◆ **SHORT PROBLEM**
Go through the entries below and retype them exactly, omitting each picture.
_ _ _ _
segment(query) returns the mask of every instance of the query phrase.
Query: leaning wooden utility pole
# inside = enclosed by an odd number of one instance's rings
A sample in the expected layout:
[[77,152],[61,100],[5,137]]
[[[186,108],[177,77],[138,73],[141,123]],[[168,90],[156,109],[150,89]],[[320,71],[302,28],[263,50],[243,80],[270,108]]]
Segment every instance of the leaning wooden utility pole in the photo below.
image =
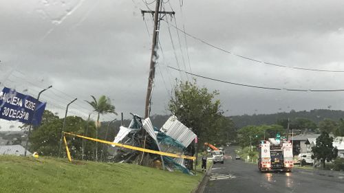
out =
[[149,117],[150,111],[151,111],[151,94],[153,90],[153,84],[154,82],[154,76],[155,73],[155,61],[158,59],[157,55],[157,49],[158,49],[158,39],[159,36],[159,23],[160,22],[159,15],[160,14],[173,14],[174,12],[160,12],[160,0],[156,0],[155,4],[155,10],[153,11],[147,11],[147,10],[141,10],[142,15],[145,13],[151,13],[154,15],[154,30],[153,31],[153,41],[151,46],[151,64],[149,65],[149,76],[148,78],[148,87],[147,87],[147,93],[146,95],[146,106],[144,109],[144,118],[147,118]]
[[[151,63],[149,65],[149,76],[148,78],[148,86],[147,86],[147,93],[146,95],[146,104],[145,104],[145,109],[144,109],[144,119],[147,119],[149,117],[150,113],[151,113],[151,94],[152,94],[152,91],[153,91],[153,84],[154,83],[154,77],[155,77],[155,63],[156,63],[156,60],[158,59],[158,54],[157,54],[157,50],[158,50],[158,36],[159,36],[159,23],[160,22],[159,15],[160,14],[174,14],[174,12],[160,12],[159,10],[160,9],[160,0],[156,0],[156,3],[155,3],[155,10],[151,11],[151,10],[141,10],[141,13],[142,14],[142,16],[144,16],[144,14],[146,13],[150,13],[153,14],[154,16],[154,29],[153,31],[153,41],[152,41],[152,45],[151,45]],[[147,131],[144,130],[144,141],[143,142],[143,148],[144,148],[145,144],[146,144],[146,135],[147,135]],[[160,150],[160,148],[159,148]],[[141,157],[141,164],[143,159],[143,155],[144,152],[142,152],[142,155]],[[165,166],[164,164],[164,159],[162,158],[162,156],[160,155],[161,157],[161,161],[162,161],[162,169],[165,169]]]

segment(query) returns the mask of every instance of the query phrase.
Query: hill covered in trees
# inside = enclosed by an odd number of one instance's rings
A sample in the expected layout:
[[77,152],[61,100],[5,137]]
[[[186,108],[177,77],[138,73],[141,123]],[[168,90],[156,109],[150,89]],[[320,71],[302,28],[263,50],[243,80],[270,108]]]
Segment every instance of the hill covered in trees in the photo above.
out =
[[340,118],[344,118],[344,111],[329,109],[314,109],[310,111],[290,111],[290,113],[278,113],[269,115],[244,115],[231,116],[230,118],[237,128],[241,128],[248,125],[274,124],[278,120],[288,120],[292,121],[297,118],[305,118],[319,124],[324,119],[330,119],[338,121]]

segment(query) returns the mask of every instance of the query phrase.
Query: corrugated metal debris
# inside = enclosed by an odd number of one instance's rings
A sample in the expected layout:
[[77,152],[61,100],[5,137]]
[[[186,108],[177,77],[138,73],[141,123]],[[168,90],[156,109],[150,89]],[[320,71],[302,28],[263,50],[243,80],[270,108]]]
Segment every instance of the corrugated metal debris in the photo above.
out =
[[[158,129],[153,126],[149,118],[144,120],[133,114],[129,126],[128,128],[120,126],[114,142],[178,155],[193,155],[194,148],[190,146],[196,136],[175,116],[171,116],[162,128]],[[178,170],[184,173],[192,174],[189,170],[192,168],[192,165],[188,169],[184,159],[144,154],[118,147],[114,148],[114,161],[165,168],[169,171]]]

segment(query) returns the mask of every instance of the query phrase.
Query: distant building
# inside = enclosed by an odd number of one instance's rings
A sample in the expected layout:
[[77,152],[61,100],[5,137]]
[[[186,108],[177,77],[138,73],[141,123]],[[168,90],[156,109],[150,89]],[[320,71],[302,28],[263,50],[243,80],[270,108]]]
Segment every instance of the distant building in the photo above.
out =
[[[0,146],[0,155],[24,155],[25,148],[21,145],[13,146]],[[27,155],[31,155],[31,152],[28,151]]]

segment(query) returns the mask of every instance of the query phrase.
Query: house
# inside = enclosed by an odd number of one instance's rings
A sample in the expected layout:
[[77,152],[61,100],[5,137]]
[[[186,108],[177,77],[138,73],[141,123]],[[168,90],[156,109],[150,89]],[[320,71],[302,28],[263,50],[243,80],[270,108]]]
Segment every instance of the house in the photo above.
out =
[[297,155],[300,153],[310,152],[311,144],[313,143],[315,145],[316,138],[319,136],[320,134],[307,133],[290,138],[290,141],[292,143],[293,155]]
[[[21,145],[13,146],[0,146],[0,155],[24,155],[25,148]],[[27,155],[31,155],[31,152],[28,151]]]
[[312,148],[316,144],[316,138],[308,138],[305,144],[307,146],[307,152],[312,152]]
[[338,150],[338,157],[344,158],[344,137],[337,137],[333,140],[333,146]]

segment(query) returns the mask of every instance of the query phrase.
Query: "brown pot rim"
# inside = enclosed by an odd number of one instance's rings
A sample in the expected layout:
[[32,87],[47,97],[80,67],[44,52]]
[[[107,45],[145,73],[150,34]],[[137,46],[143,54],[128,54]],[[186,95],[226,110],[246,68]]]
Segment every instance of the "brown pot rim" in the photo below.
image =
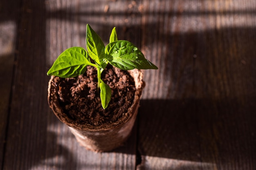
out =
_ _ _ _
◆ **SOLUTION FOR THIS EXERCISE**
segment(query) returns the mask of every instance of the query phrase.
Query: leaning wooden utility pole
# inside = enclosed by an odd number of one instance's rings
A sample in the expected layout:
[[77,152],[61,100],[5,137]]
[[[186,108],[177,77],[138,73],[141,123]],[[168,90],[156,109],[150,89]],[[320,71],[302,28],[263,50],[243,80],[270,108]]]
Segment every instance of the leaning wooden utility pole in the photo below.
image =
out =
[[149,117],[150,111],[151,111],[151,94],[153,90],[153,84],[154,82],[154,76],[155,73],[155,61],[158,59],[157,55],[157,49],[158,49],[158,39],[159,36],[159,23],[160,22],[159,15],[160,14],[173,14],[174,12],[160,12],[160,0],[156,0],[155,4],[155,10],[153,11],[147,11],[147,10],[141,10],[142,15],[145,13],[151,13],[154,15],[154,30],[153,31],[153,41],[151,46],[151,64],[149,65],[149,76],[148,78],[148,87],[147,87],[147,93],[146,95],[146,106],[144,109],[144,118],[147,118]]
[[[151,63],[149,65],[149,76],[148,78],[148,86],[147,86],[147,93],[146,95],[146,104],[145,104],[145,109],[144,109],[144,119],[147,119],[149,117],[150,113],[151,113],[151,94],[152,94],[152,91],[153,91],[153,84],[154,83],[154,77],[155,77],[155,63],[156,63],[156,60],[158,59],[158,54],[157,54],[157,50],[158,50],[158,36],[159,36],[159,23],[160,22],[159,15],[160,14],[174,14],[174,12],[160,12],[159,10],[160,9],[160,0],[156,0],[156,3],[155,3],[155,10],[151,11],[151,10],[141,10],[141,13],[142,14],[142,16],[144,16],[144,14],[146,13],[150,13],[153,14],[154,16],[154,29],[153,31],[153,41],[152,41],[152,45],[151,45]],[[147,131],[144,130],[144,141],[143,142],[143,148],[144,148],[145,144],[146,144],[146,135],[147,135]],[[160,150],[160,148],[159,148]],[[141,157],[141,164],[143,159],[143,155],[144,152],[142,152],[142,155]],[[165,166],[164,164],[164,159],[162,158],[162,156],[160,155],[161,157],[161,161],[162,161],[162,169],[165,169]]]

segment(query) returns the mask of every instance of the query phrase.
Query: hill covered in trees
# inside = enclosed by an odd number of one instance's rings
A sample in the expected layout:
[[77,152],[61,100],[5,137]]
[[[186,108],[177,77],[138,73],[141,123]],[[168,90],[156,109],[150,89]],[[320,71],[302,28],[263,50],[243,80],[270,108]]]
Segment every instance of the hill covered in trees in the photo above.
out =
[[340,118],[344,118],[344,111],[329,109],[314,109],[310,111],[290,111],[290,113],[278,113],[269,115],[244,115],[231,116],[230,118],[237,128],[241,128],[248,125],[274,124],[278,120],[288,120],[292,121],[297,118],[305,118],[319,124],[324,119],[330,119],[338,121]]

segment(query) returns the mask of every instance of the query phrase.
Query: corrugated metal debris
# inside = enclosed by an odd number of one instance's rings
A sample in the expected layout:
[[77,152],[61,100],[5,137]]
[[[186,108],[177,77],[138,73],[141,123]],[[168,90],[156,109],[150,89]],[[320,71],[302,28],[263,50],[243,80],[270,108]]]
Segment every instance of the corrugated metal debris in the photo above.
out =
[[[158,129],[153,126],[149,118],[144,120],[133,114],[129,126],[128,128],[120,126],[114,142],[178,155],[193,155],[194,148],[190,146],[196,136],[175,116],[171,116],[162,128]],[[178,170],[184,173],[192,174],[189,170],[192,168],[192,165],[188,169],[184,159],[144,154],[118,147],[114,148],[114,161],[165,168],[169,171]]]

segment(query) returns the mask of every instance of the query phrase.
Query: distant building
# inside = enclosed by an odd number of one instance's rings
A sample in the expected layout:
[[77,152],[61,100],[5,137]]
[[[186,108],[177,77],[138,73],[141,123]],[[168,90],[156,109],[150,89]],[[320,71],[302,28],[263,50],[243,80],[270,108]]]
Segment every instance of the distant building in the photo above.
out =
[[[0,146],[0,155],[24,155],[25,148],[21,145],[13,146]],[[27,155],[31,155],[31,152],[28,151]]]

segment(query) returns the mask of every instance of the query phrase.
Query: house
# inside = enclosed by an odd number of one instance's rings
A sample in the expected layout:
[[77,152],[61,100],[5,137]]
[[[186,108],[177,77],[138,73],[141,123]],[[168,90],[156,109],[150,89]],[[320,71],[302,28],[263,50],[243,80],[270,108]]]
Segment every instance of the house in the photo above.
out =
[[297,155],[300,153],[310,152],[311,144],[313,143],[315,145],[316,138],[319,136],[320,134],[307,133],[290,138],[290,141],[292,143],[293,155]]
[[[21,145],[13,146],[0,146],[0,155],[24,155],[25,148]],[[27,155],[31,155],[31,152],[28,151]]]
[[312,148],[316,144],[316,138],[308,138],[305,144],[307,146],[307,152],[312,152]]
[[338,150],[338,157],[344,158],[344,137],[337,137],[333,140],[333,146]]

segment(query) returns the mask of every instance of the query phrase.
Query: "brown pot rim"
# inside = enclosed by an odd number of one instance's rings
A sample in the expected layout:
[[32,87],[47,97],[80,67],[44,52]]
[[[107,45],[145,73],[150,34]],[[137,46],[143,54],[128,54]],[[186,95],[226,110],[246,68]]]
Segment every instance of the "brown pot rim" in the photo below.
image =
out =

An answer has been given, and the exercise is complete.